▸ DATA ENTRIES:
++++++++++++++++++++

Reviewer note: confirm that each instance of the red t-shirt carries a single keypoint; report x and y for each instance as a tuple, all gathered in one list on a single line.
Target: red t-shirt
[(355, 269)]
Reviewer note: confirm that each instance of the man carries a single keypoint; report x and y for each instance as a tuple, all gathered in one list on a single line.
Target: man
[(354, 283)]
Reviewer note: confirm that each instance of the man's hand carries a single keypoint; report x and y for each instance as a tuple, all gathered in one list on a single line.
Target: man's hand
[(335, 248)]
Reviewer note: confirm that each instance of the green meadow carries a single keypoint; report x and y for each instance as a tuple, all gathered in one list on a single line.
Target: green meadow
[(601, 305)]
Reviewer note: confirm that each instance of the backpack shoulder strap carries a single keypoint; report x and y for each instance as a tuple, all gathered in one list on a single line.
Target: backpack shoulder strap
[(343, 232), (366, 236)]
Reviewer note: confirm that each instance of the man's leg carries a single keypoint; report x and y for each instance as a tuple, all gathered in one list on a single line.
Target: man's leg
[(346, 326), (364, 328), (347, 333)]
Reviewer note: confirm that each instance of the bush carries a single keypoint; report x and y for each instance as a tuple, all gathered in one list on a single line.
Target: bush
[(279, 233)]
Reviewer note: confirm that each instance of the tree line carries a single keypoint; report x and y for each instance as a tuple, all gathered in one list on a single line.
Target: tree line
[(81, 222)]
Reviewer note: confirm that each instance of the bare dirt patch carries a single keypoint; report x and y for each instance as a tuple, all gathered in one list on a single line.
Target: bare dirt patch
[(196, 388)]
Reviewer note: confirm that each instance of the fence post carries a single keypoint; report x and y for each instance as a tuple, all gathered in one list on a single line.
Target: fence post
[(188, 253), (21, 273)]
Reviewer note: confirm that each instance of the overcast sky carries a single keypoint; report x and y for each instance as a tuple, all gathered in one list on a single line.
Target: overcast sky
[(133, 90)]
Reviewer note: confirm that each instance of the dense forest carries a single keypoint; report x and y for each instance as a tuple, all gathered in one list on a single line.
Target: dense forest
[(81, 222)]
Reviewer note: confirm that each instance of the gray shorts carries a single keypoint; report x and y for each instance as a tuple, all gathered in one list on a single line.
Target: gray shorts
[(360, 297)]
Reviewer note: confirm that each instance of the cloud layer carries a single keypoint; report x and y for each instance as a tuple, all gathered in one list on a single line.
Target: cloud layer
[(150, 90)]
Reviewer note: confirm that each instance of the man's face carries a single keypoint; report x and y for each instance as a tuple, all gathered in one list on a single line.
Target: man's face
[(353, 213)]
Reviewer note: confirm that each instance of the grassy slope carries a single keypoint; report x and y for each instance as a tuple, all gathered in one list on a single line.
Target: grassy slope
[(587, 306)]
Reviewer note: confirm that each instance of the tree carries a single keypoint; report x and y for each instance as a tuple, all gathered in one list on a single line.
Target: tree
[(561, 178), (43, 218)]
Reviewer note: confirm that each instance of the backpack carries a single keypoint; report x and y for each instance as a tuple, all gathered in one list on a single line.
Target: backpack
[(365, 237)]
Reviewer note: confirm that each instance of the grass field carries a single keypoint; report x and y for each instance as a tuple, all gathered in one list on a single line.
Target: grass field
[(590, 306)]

++++++++++++++++++++

▸ THE TASK: Copy the lines from the first one through the line with "[(354, 283)]", both ends included and the requests kept. Scale every coordinate in the answers by 1.65, rounding to whole numbers with halves going up.

▸ FINAL RESULT:
Reviewer note: confirm that each instance of the red t-shirt carries a single keypoint; report x and y for each instance as a tuple, all gathered in one list on a single line.
Target: red t-shirt
[(586, 444)]
Reviewer note: confirm that each instance of the man carries a single keypoint; report x and y for each instance as a tuple, all gathered in one list on a single line.
Target: man
[(584, 467)]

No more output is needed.